» SET PROBLEM A
Answer these questions about the Jets joke passage, one line each:
(i) Into whose helmet does Kris Jenkins barf?
(ii) Whose tackles does Greedo's translated line ask about?
(iii) Where was Leon Washington a student a few years earlier?

Kris Jenkins: “Uhhhhh…no I’m not here for the green ceremony. Someone just reminded me I have to get on a plane later.” *Barfs into Jay Feely’s helmet*
Jabba the Hutt: “Die Wanna Wonga?” – Translation: “Seriously? $25 million for Damien Woody?”
Tom Green (of MTV): “I feel a lot of empathy with the Jets. I haven’t really achieved anything of note in the last forty years either and have been virtually irrelevant for the last decade or so too. Hey, watch this!” *humps a dead moose*
Green Day: “Sign up Mike Bell tonight, Jesse Chatman’s knee’s not right…they’ll miss out, when December ends. Look out Favre has gone to pass, Brandon Flowers runs so fast…they’ll miss out, when December ends.”
Joe Namath: “Who *was* that guy in the corridor anyway?”
Oscar the Grouch: “I love trash. I’m having the time of my life.”
Greedo: “Oota Goota Solo?” – Translation: “Does Gholston have ANY tackles today?”
Kermit the Frog: “Sigh….it’s not easy being green.”
Football Fantasy – Part Four: Leonimo!!!
With the recent substance abuse scandal rocking the NFL, it was inevitable that Leon Washington would be embroiled in controversy. Leon’s monstrous physique and incredible reserves of power and aggression have sources all around the league speculating as to how this force of nature became so unstoppable. After all, he was just a mild-mannered student at Florida State just a few years ago.

Items from a dataset
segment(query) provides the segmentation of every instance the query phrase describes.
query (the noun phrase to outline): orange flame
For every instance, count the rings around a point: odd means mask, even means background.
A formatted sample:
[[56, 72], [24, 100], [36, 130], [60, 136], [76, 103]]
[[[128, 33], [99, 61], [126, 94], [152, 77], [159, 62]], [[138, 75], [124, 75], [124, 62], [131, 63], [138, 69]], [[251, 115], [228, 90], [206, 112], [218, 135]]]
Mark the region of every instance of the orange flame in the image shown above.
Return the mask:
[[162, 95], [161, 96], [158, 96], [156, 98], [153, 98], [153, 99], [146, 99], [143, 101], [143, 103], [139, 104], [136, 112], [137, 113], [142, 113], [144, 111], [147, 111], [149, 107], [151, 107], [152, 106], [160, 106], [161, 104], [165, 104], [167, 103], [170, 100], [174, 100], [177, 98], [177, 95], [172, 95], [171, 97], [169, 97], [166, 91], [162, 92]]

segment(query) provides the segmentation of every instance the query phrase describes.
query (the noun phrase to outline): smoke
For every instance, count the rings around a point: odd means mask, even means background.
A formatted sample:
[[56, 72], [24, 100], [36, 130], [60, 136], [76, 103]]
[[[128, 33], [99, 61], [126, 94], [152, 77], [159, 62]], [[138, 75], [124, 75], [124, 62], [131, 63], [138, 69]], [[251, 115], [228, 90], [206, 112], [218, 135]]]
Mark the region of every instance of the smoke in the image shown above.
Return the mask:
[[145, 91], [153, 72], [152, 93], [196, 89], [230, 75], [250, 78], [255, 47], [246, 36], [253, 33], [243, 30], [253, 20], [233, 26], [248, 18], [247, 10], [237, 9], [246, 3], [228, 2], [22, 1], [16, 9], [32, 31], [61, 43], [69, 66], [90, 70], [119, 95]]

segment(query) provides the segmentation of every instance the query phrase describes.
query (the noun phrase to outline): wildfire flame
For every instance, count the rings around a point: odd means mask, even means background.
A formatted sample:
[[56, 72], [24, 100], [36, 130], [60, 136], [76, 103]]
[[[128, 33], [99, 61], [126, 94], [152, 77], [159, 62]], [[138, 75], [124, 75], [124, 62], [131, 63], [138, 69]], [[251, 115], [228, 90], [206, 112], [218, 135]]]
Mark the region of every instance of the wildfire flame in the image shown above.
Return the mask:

» SET PROBLEM B
Reproduce, without changes, the stretch of the entries from their start through the line that contains "91], [162, 92]]", including both ends.

» TASK SOLUTION A
(i) Jay Feely's
(ii) Gholston's
(iii) Florida State

» TASK SOLUTION B
segment(query) provides the segmentation of every instance the query phrase describes.
query (the noun phrase to outline): orange flame
For every instance, count the rings around a point: odd means mask, even means background.
A formatted sample:
[[56, 72], [24, 100], [36, 130], [60, 136], [76, 103]]
[[[128, 33], [99, 61], [126, 94], [152, 77], [159, 62]], [[138, 75], [124, 75], [124, 62], [131, 63], [138, 69]], [[251, 115], [228, 90], [206, 112], [218, 135]]]
Mark the region of every instance of the orange flame in the image shown above.
Return the mask:
[[162, 95], [161, 96], [158, 96], [156, 98], [153, 98], [153, 99], [146, 99], [143, 101], [143, 103], [139, 104], [136, 112], [137, 113], [142, 113], [144, 111], [147, 111], [149, 107], [151, 107], [152, 106], [160, 106], [161, 104], [165, 104], [167, 103], [170, 100], [174, 100], [177, 98], [177, 95], [172, 95], [171, 97], [169, 97], [166, 91], [162, 92]]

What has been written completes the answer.